QUOTED PASSAGE:

Baluran National Park is located in the driest corner of East Java. The best time to visit is the dry season (June to October) when the grazing animals are at their most visible. It can rain heavily in January and February, and the park may close due to flooding.

Banteng

The Banteng, also known as Bali cattle or Javanese ox, is native to the area. It is the official emblem of the park. They are rare nowadays, and their numbers have dwindled from 338 in 1996 to just 26 in 2012.  They compete for food with the buffaloes and deer. They are very shy.

 

Accommodation:

Homestay Buana, Wonorejo Village, East Java

Pak Totok

Tel: +62 878 57524218

Pak Totok can arrange National Park entry tickets, a guide for the National Park, snorkelling gear and boat hire (if needed).

 

Baluran National Park Office:

Jl Jenderal Ahmad Yani No108, Banyuwangi (near Wonorejo area)

PROBLEM 1: According to the Baluran National Park passage, when is the best time to visit the park?
PROBLEM 2: Reproduce the Baluran National Park passage from "Tel: +62 878" up to and including "(near Wonorejo area)".

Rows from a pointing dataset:
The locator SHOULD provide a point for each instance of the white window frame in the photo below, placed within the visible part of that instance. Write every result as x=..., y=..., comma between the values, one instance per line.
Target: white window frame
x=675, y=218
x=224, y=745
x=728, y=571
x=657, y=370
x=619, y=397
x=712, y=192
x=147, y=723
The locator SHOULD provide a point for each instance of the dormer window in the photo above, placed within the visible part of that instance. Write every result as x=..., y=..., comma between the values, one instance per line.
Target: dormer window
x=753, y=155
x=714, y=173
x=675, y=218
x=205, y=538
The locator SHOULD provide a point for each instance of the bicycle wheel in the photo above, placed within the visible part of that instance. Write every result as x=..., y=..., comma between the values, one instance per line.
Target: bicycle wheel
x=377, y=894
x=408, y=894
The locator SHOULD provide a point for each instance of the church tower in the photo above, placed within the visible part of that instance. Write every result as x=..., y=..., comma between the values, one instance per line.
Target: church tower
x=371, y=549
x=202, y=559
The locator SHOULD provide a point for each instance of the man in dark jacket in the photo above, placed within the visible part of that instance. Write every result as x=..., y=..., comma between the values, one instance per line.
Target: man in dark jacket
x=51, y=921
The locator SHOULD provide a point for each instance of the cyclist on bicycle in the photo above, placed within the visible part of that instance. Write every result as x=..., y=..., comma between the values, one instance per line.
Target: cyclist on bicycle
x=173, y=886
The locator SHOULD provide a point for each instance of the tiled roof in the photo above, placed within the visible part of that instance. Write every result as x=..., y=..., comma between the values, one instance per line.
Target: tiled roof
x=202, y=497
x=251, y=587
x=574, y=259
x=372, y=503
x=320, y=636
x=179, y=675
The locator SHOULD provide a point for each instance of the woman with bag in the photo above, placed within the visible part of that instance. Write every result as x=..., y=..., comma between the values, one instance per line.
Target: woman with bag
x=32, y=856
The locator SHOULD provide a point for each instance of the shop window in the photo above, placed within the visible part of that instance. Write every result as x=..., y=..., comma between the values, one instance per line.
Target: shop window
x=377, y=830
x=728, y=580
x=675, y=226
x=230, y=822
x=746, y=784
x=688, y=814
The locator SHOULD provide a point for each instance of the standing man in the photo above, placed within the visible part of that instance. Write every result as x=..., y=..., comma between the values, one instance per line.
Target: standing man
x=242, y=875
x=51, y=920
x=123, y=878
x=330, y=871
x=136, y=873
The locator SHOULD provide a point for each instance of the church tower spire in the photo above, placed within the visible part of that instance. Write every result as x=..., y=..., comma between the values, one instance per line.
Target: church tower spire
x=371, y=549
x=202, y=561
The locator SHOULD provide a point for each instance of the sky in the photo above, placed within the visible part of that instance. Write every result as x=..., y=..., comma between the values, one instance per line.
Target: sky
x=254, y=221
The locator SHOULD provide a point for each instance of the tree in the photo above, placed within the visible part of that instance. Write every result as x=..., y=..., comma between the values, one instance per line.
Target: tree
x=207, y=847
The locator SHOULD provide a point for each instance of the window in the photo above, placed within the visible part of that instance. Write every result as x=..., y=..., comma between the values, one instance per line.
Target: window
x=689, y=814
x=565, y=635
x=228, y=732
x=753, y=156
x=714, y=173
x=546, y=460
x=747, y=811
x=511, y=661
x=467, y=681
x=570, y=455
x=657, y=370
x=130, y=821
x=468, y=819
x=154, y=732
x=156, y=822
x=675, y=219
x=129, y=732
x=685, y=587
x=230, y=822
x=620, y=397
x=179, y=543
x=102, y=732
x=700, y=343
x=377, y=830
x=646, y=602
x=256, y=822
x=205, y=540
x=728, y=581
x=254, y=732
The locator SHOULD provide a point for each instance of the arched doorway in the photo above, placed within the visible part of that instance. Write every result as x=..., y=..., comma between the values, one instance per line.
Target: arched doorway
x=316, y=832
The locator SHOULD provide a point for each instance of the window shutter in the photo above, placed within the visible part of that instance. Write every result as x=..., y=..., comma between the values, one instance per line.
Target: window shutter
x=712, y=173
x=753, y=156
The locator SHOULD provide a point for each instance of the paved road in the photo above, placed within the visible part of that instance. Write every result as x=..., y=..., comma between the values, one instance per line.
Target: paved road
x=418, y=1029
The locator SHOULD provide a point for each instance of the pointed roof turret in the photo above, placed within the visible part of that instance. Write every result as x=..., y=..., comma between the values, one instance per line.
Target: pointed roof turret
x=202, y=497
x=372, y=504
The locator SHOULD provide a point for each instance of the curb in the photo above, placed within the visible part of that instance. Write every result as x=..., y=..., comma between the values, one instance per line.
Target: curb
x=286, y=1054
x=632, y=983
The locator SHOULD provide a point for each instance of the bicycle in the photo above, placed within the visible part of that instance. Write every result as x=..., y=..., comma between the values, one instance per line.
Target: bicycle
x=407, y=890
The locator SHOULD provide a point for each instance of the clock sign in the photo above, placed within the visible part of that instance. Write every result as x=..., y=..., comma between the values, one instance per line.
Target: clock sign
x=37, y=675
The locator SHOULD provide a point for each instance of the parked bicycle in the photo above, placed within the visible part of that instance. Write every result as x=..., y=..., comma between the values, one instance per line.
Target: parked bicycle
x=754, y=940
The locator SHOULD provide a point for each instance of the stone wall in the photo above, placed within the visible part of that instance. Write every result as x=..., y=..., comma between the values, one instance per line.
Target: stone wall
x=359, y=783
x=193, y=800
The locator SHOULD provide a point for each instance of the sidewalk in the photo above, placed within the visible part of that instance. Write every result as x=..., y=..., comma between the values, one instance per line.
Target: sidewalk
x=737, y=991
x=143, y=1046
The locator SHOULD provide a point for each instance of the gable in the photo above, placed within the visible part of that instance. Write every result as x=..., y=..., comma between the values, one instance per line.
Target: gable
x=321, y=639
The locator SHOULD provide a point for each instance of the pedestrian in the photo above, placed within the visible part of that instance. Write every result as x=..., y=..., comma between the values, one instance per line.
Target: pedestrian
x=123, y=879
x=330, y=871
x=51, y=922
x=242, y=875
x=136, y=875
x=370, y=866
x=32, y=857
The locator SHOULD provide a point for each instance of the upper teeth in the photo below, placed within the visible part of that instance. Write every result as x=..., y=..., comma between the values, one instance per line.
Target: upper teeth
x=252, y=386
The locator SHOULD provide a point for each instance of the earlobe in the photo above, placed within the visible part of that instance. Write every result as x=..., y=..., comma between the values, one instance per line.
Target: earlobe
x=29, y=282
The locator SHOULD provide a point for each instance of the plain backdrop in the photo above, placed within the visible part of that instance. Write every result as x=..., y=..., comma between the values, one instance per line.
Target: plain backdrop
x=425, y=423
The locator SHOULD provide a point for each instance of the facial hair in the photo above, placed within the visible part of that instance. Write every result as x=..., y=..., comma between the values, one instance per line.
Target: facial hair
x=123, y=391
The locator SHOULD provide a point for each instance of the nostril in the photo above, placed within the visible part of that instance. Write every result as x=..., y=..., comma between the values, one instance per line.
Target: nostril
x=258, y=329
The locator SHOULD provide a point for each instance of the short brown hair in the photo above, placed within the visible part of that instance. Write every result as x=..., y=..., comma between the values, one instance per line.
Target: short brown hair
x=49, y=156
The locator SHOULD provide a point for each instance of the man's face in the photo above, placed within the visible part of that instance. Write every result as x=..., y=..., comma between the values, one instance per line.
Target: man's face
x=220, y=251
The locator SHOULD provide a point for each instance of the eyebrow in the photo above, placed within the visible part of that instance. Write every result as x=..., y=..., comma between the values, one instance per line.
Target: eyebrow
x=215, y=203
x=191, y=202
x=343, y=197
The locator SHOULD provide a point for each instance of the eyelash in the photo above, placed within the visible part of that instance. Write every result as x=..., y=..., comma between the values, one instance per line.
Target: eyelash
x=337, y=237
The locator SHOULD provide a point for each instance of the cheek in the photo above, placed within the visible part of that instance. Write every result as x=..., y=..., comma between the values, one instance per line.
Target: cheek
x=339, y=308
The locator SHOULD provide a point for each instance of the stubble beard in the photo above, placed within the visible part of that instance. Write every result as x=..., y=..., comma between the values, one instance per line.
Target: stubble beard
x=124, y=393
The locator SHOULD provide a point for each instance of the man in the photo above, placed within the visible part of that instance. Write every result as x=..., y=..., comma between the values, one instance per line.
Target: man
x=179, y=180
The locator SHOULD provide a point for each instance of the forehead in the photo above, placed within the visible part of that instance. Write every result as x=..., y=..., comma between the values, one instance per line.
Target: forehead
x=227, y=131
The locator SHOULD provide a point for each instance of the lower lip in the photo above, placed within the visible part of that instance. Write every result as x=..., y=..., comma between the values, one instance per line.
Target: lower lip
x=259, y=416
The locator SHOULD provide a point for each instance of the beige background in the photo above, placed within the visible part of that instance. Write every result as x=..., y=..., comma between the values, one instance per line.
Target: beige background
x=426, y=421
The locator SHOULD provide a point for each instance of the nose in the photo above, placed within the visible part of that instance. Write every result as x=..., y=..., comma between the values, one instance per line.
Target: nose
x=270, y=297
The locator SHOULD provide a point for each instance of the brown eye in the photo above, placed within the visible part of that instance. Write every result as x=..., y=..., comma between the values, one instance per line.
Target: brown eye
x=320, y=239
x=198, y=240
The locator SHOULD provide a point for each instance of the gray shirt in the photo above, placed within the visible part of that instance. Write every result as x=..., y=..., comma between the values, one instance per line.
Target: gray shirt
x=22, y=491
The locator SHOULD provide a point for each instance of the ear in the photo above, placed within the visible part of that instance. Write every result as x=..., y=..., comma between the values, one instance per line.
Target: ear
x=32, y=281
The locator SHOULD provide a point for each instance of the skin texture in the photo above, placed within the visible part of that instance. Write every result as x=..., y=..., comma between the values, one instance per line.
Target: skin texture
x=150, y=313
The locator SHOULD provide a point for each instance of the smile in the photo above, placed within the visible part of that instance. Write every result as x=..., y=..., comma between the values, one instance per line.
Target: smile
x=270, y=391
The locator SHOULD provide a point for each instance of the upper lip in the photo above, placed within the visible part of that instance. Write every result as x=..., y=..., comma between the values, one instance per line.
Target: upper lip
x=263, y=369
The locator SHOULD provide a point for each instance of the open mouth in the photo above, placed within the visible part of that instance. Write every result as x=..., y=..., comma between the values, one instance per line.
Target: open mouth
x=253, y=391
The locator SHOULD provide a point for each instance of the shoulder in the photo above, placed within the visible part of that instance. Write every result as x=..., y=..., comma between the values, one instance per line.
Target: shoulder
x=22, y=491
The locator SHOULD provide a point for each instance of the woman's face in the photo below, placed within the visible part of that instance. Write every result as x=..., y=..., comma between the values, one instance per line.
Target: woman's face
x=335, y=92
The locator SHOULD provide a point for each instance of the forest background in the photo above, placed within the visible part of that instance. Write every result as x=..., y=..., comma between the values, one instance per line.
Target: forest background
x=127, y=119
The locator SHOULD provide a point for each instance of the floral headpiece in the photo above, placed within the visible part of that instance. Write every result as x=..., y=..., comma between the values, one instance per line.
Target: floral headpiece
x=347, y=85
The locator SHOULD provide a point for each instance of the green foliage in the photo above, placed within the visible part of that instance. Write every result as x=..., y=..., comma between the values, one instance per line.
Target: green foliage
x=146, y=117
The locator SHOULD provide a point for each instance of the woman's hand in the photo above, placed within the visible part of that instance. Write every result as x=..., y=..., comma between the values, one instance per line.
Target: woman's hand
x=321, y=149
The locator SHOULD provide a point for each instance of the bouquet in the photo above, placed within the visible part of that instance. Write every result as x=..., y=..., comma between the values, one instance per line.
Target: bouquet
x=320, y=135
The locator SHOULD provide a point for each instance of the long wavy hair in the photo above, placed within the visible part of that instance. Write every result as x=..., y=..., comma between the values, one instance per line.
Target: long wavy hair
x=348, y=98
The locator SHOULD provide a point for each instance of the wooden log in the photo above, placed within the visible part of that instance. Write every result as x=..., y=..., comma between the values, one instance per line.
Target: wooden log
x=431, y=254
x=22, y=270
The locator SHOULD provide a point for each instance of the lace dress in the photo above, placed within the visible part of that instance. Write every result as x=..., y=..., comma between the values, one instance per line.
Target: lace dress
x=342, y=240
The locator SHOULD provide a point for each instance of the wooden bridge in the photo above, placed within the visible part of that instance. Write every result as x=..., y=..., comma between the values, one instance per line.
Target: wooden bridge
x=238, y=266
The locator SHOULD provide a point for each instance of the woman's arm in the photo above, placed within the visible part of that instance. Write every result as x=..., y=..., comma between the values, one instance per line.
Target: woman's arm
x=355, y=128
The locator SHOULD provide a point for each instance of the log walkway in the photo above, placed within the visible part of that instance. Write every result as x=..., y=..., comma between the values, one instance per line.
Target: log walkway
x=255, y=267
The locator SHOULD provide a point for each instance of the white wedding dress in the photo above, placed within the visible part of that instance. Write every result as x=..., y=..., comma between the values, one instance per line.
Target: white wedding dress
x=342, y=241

RIGHT ANSWER 1: The dry season, from June to October.

RIGHT ANSWER 2:
Tel: +62 878 57524218

Pak Totok can arrange National Park entry tickets, a guide for the National Park, snorkelling gear and boat hire (if needed).

 

Baluran National Park Office:

Jl Jenderal Ahmad Yani No108, Banyuwangi (near Wonorejo area)